PROBLEM DETAILS.
Could you rewrite the material, starting at the line that has "Identify the thin" and stopping after the line that has "xmin=533 ymin=308 xmax=1284 ymax=435", with "out-of-focus" replaced by "blurry" and nothing else changed?

RAW RECORDS.
** BEGIN **

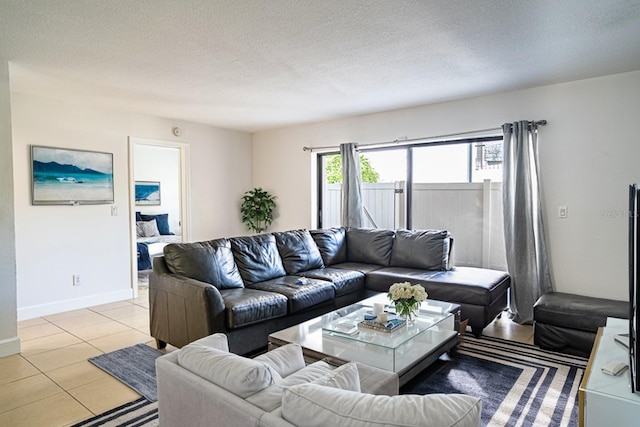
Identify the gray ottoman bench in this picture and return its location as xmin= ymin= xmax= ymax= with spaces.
xmin=533 ymin=292 xmax=629 ymax=357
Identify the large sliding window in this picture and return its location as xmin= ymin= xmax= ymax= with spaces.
xmin=318 ymin=136 xmax=506 ymax=269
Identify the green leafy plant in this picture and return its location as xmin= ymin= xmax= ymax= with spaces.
xmin=240 ymin=187 xmax=276 ymax=233
xmin=325 ymin=154 xmax=380 ymax=184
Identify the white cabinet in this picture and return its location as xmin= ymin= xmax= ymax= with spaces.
xmin=579 ymin=317 xmax=640 ymax=427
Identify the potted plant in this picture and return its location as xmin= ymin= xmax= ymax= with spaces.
xmin=240 ymin=187 xmax=276 ymax=233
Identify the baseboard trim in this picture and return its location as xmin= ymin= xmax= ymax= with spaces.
xmin=18 ymin=289 xmax=134 ymax=321
xmin=0 ymin=337 xmax=20 ymax=357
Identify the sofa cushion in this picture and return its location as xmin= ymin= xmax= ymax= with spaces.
xmin=282 ymin=384 xmax=482 ymax=427
xmin=220 ymin=288 xmax=288 ymax=329
xmin=178 ymin=344 xmax=282 ymax=399
xmin=300 ymin=267 xmax=365 ymax=297
xmin=367 ymin=267 xmax=511 ymax=306
xmin=230 ymin=234 xmax=286 ymax=285
xmin=189 ymin=333 xmax=229 ymax=352
xmin=163 ymin=239 xmax=244 ymax=289
xmin=247 ymin=361 xmax=333 ymax=412
xmin=311 ymin=362 xmax=360 ymax=392
xmin=391 ymin=230 xmax=452 ymax=270
xmin=249 ymin=276 xmax=336 ymax=313
xmin=273 ymin=230 xmax=324 ymax=274
xmin=347 ymin=228 xmax=395 ymax=266
xmin=310 ymin=227 xmax=347 ymax=266
xmin=254 ymin=344 xmax=305 ymax=378
xmin=140 ymin=214 xmax=173 ymax=236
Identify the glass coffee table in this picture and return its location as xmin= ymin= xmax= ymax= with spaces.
xmin=269 ymin=293 xmax=460 ymax=385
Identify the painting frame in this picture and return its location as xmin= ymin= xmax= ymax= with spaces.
xmin=31 ymin=145 xmax=115 ymax=206
xmin=135 ymin=181 xmax=162 ymax=206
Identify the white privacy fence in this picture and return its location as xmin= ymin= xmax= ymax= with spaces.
xmin=322 ymin=180 xmax=507 ymax=270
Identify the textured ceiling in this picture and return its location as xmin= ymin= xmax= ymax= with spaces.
xmin=0 ymin=0 xmax=640 ymax=131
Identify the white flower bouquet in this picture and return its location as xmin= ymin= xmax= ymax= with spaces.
xmin=387 ymin=282 xmax=428 ymax=320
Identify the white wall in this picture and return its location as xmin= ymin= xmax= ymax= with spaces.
xmin=0 ymin=60 xmax=20 ymax=357
xmin=253 ymin=71 xmax=640 ymax=300
xmin=12 ymin=93 xmax=252 ymax=319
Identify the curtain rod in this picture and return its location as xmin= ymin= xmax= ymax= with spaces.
xmin=302 ymin=120 xmax=547 ymax=152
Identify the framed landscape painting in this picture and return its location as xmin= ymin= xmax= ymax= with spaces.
xmin=136 ymin=181 xmax=160 ymax=205
xmin=31 ymin=145 xmax=114 ymax=205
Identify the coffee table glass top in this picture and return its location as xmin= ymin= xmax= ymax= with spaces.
xmin=269 ymin=293 xmax=460 ymax=374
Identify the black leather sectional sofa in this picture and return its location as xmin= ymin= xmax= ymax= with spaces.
xmin=149 ymin=228 xmax=510 ymax=354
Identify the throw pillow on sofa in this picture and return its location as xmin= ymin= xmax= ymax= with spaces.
xmin=178 ymin=344 xmax=282 ymax=399
xmin=273 ymin=230 xmax=324 ymax=274
xmin=164 ymin=238 xmax=244 ymax=289
xmin=282 ymin=384 xmax=482 ymax=427
xmin=310 ymin=227 xmax=347 ymax=266
xmin=391 ymin=230 xmax=453 ymax=270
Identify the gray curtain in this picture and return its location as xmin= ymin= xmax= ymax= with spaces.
xmin=502 ymin=121 xmax=552 ymax=324
xmin=340 ymin=143 xmax=364 ymax=228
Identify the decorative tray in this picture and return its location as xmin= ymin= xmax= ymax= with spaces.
xmin=358 ymin=317 xmax=406 ymax=332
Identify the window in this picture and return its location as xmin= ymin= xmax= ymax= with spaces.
xmin=318 ymin=136 xmax=506 ymax=269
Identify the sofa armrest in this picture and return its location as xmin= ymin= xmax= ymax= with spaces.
xmin=156 ymin=352 xmax=265 ymax=427
xmin=149 ymin=257 xmax=226 ymax=347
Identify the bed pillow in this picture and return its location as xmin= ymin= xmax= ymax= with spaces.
xmin=136 ymin=219 xmax=160 ymax=237
xmin=140 ymin=214 xmax=173 ymax=236
xmin=391 ymin=230 xmax=453 ymax=270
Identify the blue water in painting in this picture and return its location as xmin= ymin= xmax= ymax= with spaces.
xmin=33 ymin=171 xmax=113 ymax=202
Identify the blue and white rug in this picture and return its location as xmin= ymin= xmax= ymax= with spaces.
xmin=401 ymin=337 xmax=588 ymax=427
xmin=74 ymin=336 xmax=587 ymax=427
xmin=89 ymin=344 xmax=162 ymax=402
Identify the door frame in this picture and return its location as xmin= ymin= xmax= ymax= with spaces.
xmin=129 ymin=136 xmax=191 ymax=298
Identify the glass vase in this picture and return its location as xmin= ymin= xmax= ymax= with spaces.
xmin=395 ymin=300 xmax=420 ymax=323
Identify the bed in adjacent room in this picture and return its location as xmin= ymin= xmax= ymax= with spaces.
xmin=136 ymin=212 xmax=182 ymax=271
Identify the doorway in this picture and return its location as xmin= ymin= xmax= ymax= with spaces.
xmin=129 ymin=137 xmax=190 ymax=297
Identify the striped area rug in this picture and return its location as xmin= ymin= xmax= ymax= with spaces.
xmin=401 ymin=336 xmax=588 ymax=427
xmin=72 ymin=397 xmax=159 ymax=427
xmin=74 ymin=336 xmax=587 ymax=427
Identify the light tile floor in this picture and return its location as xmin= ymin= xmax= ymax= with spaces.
xmin=0 ymin=287 xmax=533 ymax=427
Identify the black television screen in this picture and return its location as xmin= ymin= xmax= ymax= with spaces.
xmin=629 ymin=184 xmax=640 ymax=393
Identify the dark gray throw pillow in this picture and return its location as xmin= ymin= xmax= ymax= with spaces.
xmin=164 ymin=239 xmax=244 ymax=289
xmin=347 ymin=228 xmax=395 ymax=267
xmin=273 ymin=230 xmax=324 ymax=274
xmin=391 ymin=230 xmax=453 ymax=270
xmin=310 ymin=227 xmax=347 ymax=266
xmin=230 ymin=234 xmax=286 ymax=286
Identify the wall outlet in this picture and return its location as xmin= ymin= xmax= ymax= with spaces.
xmin=558 ymin=206 xmax=569 ymax=219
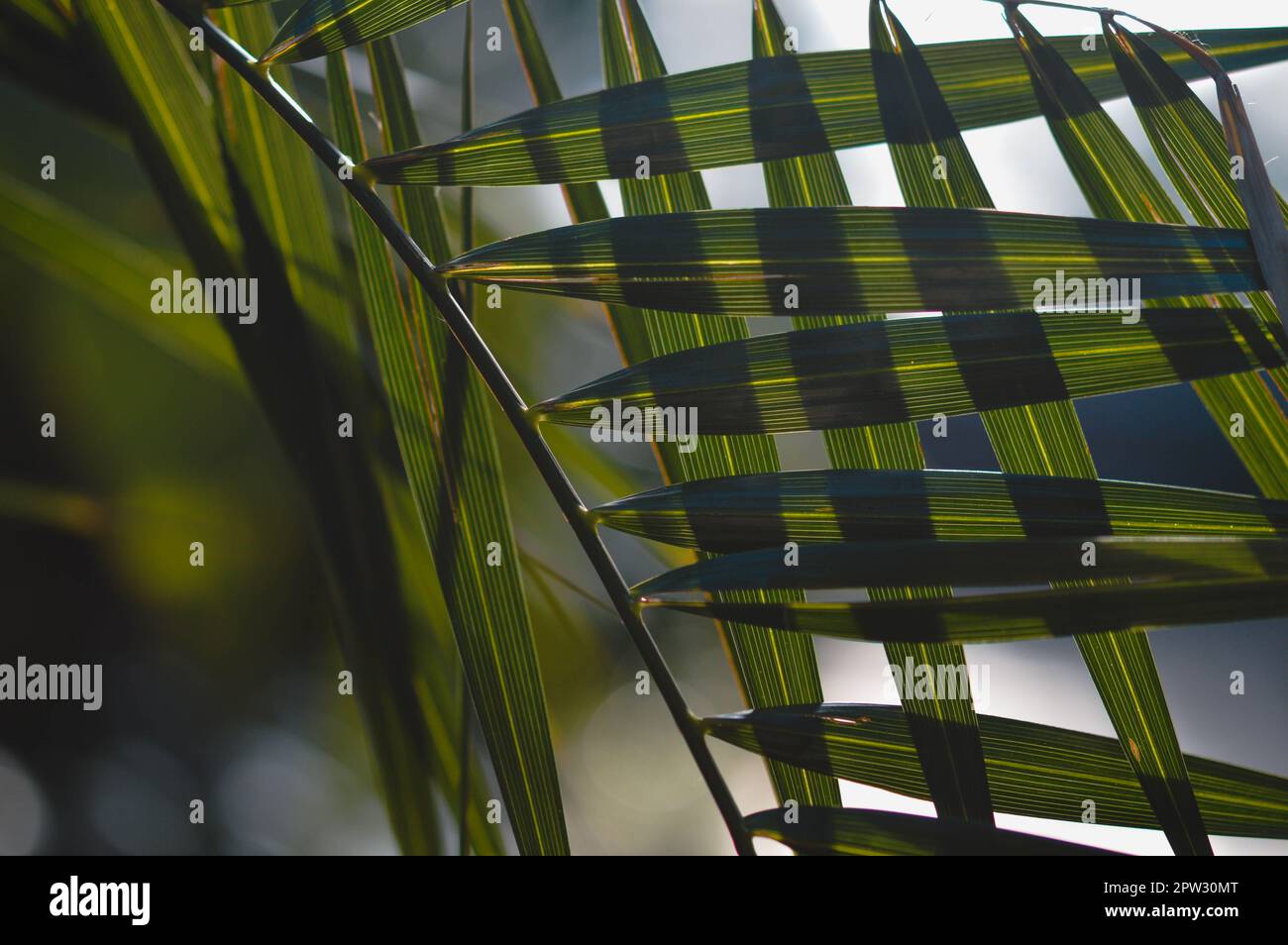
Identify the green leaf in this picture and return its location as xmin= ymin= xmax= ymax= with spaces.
xmin=633 ymin=577 xmax=1288 ymax=643
xmin=439 ymin=207 xmax=1263 ymax=315
xmin=368 ymin=27 xmax=1288 ymax=185
xmin=590 ymin=0 xmax=841 ymax=806
xmin=259 ymin=0 xmax=465 ymax=65
xmin=327 ymin=40 xmax=568 ymax=854
xmin=592 ymin=470 xmax=1288 ymax=551
xmin=752 ymin=0 xmax=993 ymax=824
xmin=0 ymin=173 xmax=242 ymax=385
xmin=747 ymin=807 xmax=1117 ymax=856
xmin=76 ymin=0 xmax=450 ymax=852
xmin=870 ymin=0 xmax=1211 ymax=852
xmin=532 ymin=308 xmax=1284 ymax=435
xmin=1097 ymin=21 xmax=1288 ymax=498
xmin=704 ymin=704 xmax=1288 ymax=839
xmin=634 ymin=534 xmax=1288 ymax=591
xmin=1006 ymin=8 xmax=1288 ymax=854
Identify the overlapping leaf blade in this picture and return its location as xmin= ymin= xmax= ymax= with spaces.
xmin=1105 ymin=22 xmax=1288 ymax=481
xmin=870 ymin=0 xmax=1211 ymax=852
xmin=632 ymin=536 xmax=1288 ymax=643
xmin=329 ymin=40 xmax=568 ymax=854
xmin=358 ymin=29 xmax=1288 ymax=185
xmin=752 ymin=0 xmax=993 ymax=824
xmin=441 ymin=207 xmax=1263 ymax=315
xmin=261 ymin=0 xmax=465 ymax=65
xmin=592 ymin=470 xmax=1288 ymax=553
xmin=76 ymin=0 xmax=448 ymax=852
xmin=1006 ymin=8 xmax=1288 ymax=854
xmin=533 ymin=309 xmax=1284 ymax=432
xmin=747 ymin=807 xmax=1117 ymax=856
xmin=704 ymin=704 xmax=1288 ymax=838
xmin=590 ymin=0 xmax=841 ymax=806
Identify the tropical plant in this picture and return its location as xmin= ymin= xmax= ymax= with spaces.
xmin=0 ymin=0 xmax=1288 ymax=855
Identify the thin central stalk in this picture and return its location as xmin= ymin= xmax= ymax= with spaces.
xmin=160 ymin=0 xmax=756 ymax=856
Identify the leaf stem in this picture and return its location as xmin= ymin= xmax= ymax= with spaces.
xmin=160 ymin=0 xmax=756 ymax=856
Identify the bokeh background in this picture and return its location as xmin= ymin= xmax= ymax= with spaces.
xmin=0 ymin=0 xmax=1288 ymax=854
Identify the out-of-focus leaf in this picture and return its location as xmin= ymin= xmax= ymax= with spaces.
xmin=358 ymin=27 xmax=1288 ymax=185
xmin=721 ymin=704 xmax=1288 ymax=839
xmin=439 ymin=207 xmax=1263 ymax=315
xmin=259 ymin=0 xmax=465 ymax=65
xmin=74 ymin=0 xmax=437 ymax=852
xmin=329 ymin=40 xmax=568 ymax=854
xmin=0 ymin=173 xmax=249 ymax=385
xmin=592 ymin=470 xmax=1288 ymax=551
xmin=747 ymin=807 xmax=1118 ymax=856
xmin=533 ymin=308 xmax=1284 ymax=435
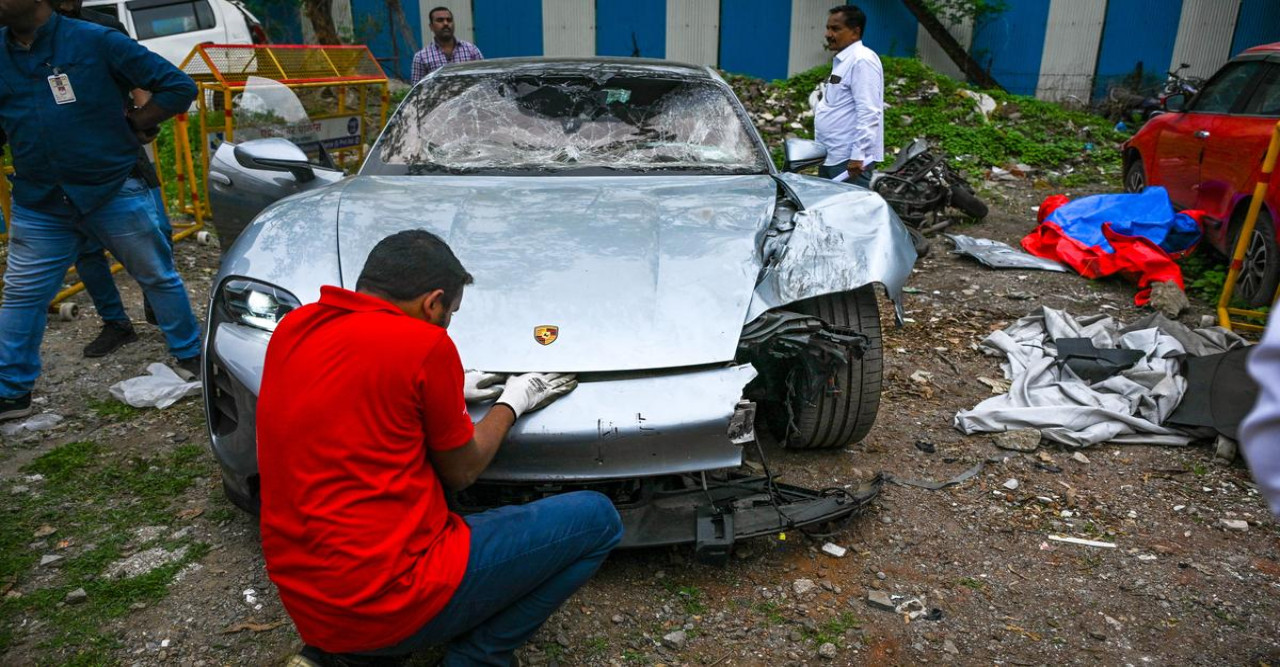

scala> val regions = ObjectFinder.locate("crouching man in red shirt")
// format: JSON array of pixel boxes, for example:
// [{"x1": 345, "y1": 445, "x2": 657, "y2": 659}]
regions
[{"x1": 257, "y1": 230, "x2": 622, "y2": 666}]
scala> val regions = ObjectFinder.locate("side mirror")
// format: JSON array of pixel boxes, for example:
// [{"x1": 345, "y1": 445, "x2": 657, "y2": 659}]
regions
[
  {"x1": 1165, "y1": 92, "x2": 1187, "y2": 113},
  {"x1": 782, "y1": 137, "x2": 827, "y2": 172},
  {"x1": 234, "y1": 138, "x2": 316, "y2": 183}
]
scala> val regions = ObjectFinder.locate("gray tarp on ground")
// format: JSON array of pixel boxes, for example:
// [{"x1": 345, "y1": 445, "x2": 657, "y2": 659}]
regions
[{"x1": 955, "y1": 307, "x2": 1248, "y2": 447}]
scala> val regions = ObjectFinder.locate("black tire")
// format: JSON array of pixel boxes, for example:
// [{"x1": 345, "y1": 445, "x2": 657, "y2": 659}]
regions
[
  {"x1": 1226, "y1": 209, "x2": 1280, "y2": 307},
  {"x1": 1124, "y1": 154, "x2": 1147, "y2": 192},
  {"x1": 951, "y1": 183, "x2": 988, "y2": 220},
  {"x1": 782, "y1": 285, "x2": 883, "y2": 449}
]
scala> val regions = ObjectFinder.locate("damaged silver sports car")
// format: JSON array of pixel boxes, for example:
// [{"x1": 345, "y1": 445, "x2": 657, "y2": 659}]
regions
[{"x1": 204, "y1": 59, "x2": 915, "y2": 557}]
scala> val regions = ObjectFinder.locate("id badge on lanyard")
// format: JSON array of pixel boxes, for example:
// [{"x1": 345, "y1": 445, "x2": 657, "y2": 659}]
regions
[{"x1": 49, "y1": 70, "x2": 76, "y2": 104}]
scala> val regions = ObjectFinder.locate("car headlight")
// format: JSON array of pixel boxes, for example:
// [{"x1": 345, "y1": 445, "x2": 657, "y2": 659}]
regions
[{"x1": 221, "y1": 279, "x2": 302, "y2": 332}]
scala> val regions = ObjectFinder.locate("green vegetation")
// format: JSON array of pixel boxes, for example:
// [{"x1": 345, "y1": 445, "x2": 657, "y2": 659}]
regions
[
  {"x1": 0, "y1": 442, "x2": 214, "y2": 664},
  {"x1": 730, "y1": 58, "x2": 1125, "y2": 184}
]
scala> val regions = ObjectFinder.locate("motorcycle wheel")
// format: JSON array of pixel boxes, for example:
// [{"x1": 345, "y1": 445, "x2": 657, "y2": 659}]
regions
[{"x1": 951, "y1": 183, "x2": 988, "y2": 220}]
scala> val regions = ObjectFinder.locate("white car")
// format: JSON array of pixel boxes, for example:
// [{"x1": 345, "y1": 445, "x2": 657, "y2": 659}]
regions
[{"x1": 84, "y1": 0, "x2": 266, "y2": 65}]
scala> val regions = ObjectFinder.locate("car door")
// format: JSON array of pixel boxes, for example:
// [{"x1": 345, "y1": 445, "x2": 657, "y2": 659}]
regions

** END **

WRITTEN SOLUTION.
Identify the thin central stalk in this picture and return its location as xmin= ymin= xmax= ymax= with spaces.
xmin=160 ymin=0 xmax=756 ymax=856
Identify the leaf stem in this picture and return its location as xmin= ymin= xmax= ymax= with spaces.
xmin=160 ymin=0 xmax=756 ymax=856
Identify the bokeh background in this picture and return its location as xmin= ymin= xmax= ymax= with spaces.
xmin=0 ymin=0 xmax=1288 ymax=854
Identify the blurry leaf in this picture and return its location as xmin= ymin= xmax= ymax= with spaces.
xmin=358 ymin=27 xmax=1288 ymax=185
xmin=721 ymin=704 xmax=1288 ymax=839
xmin=439 ymin=207 xmax=1263 ymax=315
xmin=259 ymin=0 xmax=465 ymax=65
xmin=74 ymin=0 xmax=437 ymax=852
xmin=329 ymin=40 xmax=568 ymax=854
xmin=0 ymin=173 xmax=249 ymax=385
xmin=592 ymin=470 xmax=1288 ymax=551
xmin=747 ymin=807 xmax=1118 ymax=856
xmin=533 ymin=308 xmax=1284 ymax=435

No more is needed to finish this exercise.